**Document text**

══════

Mixed views over medicine substitution by pharmacists as Parliament debates TGA amendment bill
There have been divergences of opinions expressed in Federal Parliament about the substitution of medicines by pharmacists when the original medicine is impacted by a shortage.
The House of Representatives has this week debated the Therapeutic Goods Amendment (2020 Measures No. 2) Bill 2020 which, among other changes allows pharmacists to substitute a different medicine from the one that has been prescribed for a person, without approval from the prescriber, if there is a serious shortage of the prescribed medicine.
Dr Katie Allen, Liberal MP for Higgins, Vic said the substitution measure would “help guarantee the availability of prescription medicine” and would be “particularly helpful in regional and remote areas of Australia.”
“Importantly, it would only be permitted under the act when the minister is satisfied there is a serious scarcity of a specified medicine. This will help improve the availability of prescription medication during medicine shortages.”
“A pharmacist can provide two 10 milligram tablets instead of a 20 milligram tablet, if that is not available, for instance. I have to say that a frequent occurrence in daily practice is a pharmacist having to resend a script because they have a short-term shortage of 20 milligram tablets instead of 10 milligram tablets,” she said.
“A pharmacist can now provide a capsule rather than a tablet, or a topical cream rather than a skin patch, if there is indeed a serious shortage of a vital medicine. These are practical and safe alternatives that help ensure vital medicines are supplied to patients in serious need”.
However, Dr Mike Freedlander, ALP MP for Macarthur, NSW, and a paediatrician, said he had “some concerns” about the pharmacist substitution measure.
“This new bill will also allow pharmacists to substitute medicines where certain shortages arise. It will allow the minister to declare a serious shortage of a particular medicine, and a substitute medicine can then be dispensed by pharmacists in circumstances in which substitution is permitted,” he said.

══════

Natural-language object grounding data

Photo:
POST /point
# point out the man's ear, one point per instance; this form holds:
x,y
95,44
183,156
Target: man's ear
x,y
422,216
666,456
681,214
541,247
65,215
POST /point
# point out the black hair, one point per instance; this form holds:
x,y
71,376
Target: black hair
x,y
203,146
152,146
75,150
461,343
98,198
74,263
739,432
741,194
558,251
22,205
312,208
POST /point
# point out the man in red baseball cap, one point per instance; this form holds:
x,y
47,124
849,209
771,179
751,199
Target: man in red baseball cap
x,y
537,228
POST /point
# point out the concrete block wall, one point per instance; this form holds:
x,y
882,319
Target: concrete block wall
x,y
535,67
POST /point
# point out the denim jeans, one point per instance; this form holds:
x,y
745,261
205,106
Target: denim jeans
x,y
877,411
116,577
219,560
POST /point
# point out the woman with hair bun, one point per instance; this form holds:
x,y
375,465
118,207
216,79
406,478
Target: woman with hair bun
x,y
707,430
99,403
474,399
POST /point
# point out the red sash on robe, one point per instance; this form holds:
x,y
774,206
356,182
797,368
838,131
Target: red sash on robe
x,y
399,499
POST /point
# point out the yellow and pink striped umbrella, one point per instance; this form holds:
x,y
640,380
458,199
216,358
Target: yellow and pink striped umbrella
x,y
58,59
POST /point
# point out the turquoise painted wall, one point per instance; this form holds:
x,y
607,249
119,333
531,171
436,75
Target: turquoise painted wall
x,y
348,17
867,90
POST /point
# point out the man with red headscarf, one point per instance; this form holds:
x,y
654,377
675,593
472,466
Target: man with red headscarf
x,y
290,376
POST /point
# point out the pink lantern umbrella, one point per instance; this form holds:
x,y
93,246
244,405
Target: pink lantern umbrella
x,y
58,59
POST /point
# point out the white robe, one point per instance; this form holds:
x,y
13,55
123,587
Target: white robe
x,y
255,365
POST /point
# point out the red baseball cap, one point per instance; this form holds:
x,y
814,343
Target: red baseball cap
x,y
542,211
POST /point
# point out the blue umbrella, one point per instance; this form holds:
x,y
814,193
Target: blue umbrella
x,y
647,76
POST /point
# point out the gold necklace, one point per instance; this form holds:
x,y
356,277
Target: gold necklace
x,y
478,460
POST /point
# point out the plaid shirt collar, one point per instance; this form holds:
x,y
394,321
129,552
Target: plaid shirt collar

══════

**Task 1**
In the article on medicine substitution by pharmacists, what substitutions does Dr Katie Allen give as examples of what a pharmacist could provide?
**Task 2**
According to the article on medicine substitution by pharmacists, which seat does Dr Mike Freedlander hold, and for which party?
**Task 3**
Write a continuation of the article on medicine substitution by pharmacists, starting after its last sentence.
This data comes from a separate source and is unrelated to the article on medicine substitution by pharmacists.

**Written response 1**
- Two 10 milligram tablets instead of a 20 milligram tablet
- A capsule rather than a tablet
- A topical cream rather than a skin patch

**Written response 2**
Macarthur, NSW, for the ALP.

**Written response 3**
“As a prescribing doctor, I do have some concerns about this… I have major concerns about some aspects of it. There are no details about how pharmacists are going to be able to change medications, and unless this government does something about the supply chains there will be shortages in the future; that’s for sure”.
Another NSW ALP MP, pharmacist Emma McBride was more supportive of the bill, saying the measure was originally proposed by the PSA and other industry bodies and “advocated for by the profession”.
“This is a commonsense change and the PSA ‘welcomes the willingness and efforts of regulators to implement solutions to help address medicine shortages for patients and to implement changes to allow pharmacists to substitute a medicine in a shortage without prior approval from the prescriber’,” Ms McBride said.
“Having worked as a mental health pharmacist for many years in acute adult in-patient units, I
understand the very real impact that shortages of antidepressants and other commonly prescribed medicines can have on patient care,” she said.
“When someone has finally found a medication that works for them, that is effective, whose side-effects they can tolerate and that gives them good results and benefits it is very distressing to patients and
their families and carers when that medication isn’t available and there is a risk of disruption to their care”.